▶ PASSAGE GIVEN

# Do cats actually *talk* to each other?



## siamesecat (Jul 3, 2005)

I read somewhere that cats don't meow to other cats just to humans. My cats don't meow to each other but they seem to talk to each other. It sounds like yick yick yick, cackling. Hard to describe. They are short yack yacking girgling sounds. When they see each other from down the hall they do it as they walk toward one another. Or one will do it if he sees the other one. Then they sniff each other. They aren't fighting when they do this. It seems like some kind of communication. My in-laws cats don't do this. Does anyone else's cats do this kind of thing? My cats are siamese too - not sure if that matters.


----------



## coaster (Dec 1, 2004)

Yes, cats do communicate with each other, but vocal communication is only a minor part of it. Most of their communication is through "body language" and scent deposits called "marking". A glance, a twitch of the ears and whiskers, and position of the tail, and one cat knows exactly what the other cat is saying.  

So, don't you wish you knew what your cats were saying? Here's some good books to get started speaking cat:

The Cat's Mind by Dr. Bruce Fogle
Communicating With Your Cat by J. Anne Helgren
Think Like a Cat by Pam Johnson-Bennett

Siamese are known for being extra vocal.


----------



## Superkitties (Jan 30, 2004)

That is sooo cute how you described it! Wish I could see it. My cats don't vocalize to each other, but Ginza will sometimes call for me from another room. We think he's a part-Siamese mix.


----------



## hyper_dermic (May 19, 2004)

My one cat has a specific voice he uses to call the other cats.....

Its a very high pitched chirping sort of sound.... mixed with high pitch meows... its different than the lower raspier voice he uses to communicate with us...

He will walk around the house calling for the other cats....
when they hear his call they come and meet him.
they also seem to talk when playfighting.

[hyp]


----------



## badet (Oct 7, 2005)

▶ INFORMATION SHOWN
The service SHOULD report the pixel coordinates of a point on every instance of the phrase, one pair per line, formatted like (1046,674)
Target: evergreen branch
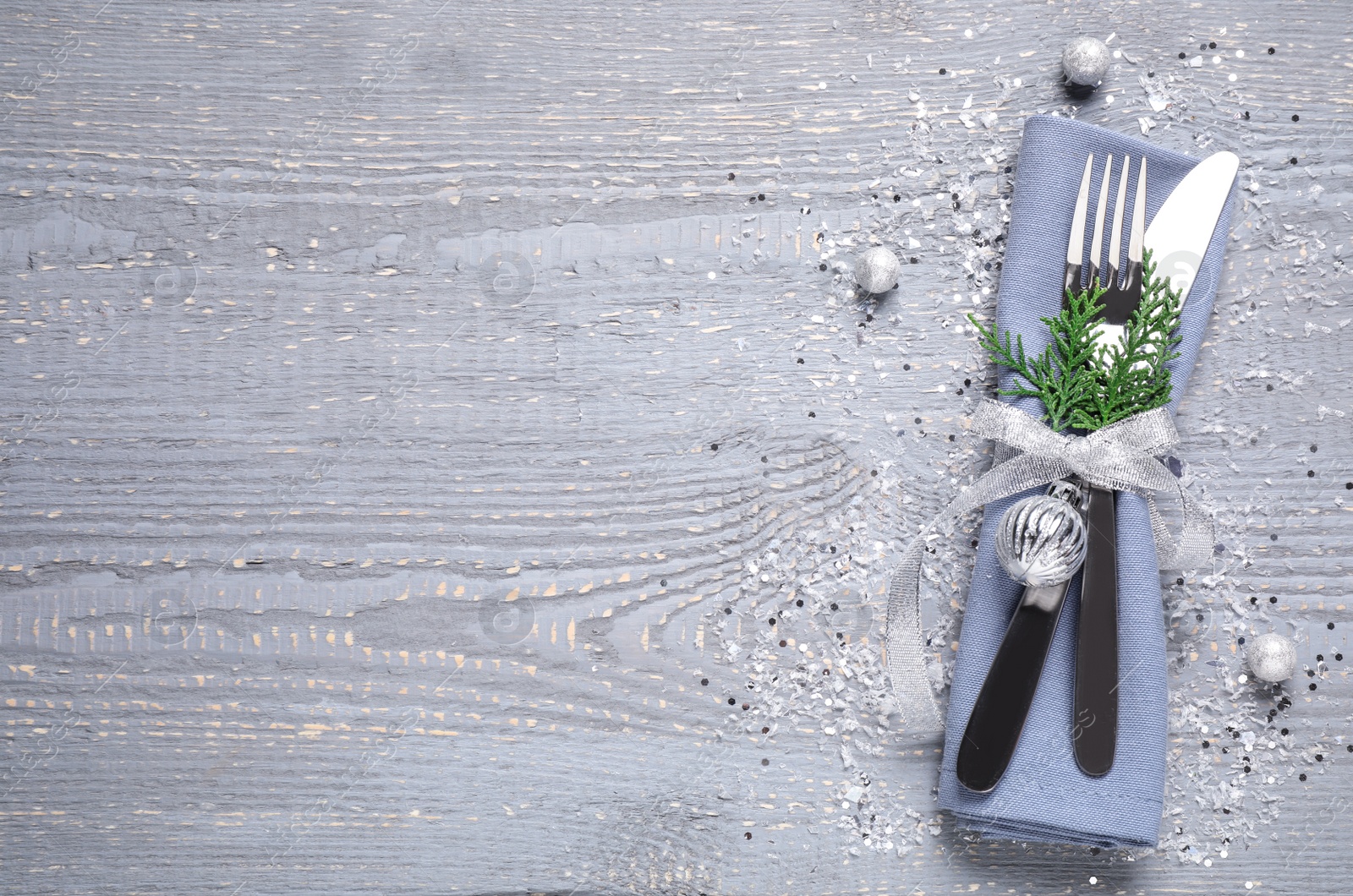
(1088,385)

▶ INSTRUCTIONS FOR THE TASK
Reproduce word for word the part of the cat forum thread that opens with the words containing "So, don't you" and closes with "being extra vocal.".

▶ RESPONSE TO THE EXERCISE
So, don't you wish you knew what your cats were saying? Here's some good books to get started speaking cat:

The Cat's Mind by Dr. Bruce Fogle
Communicating With Your Cat by J. Anne Helgren
Think Like a Cat by Pam Johnson-Bennett

Siamese are known for being extra vocal.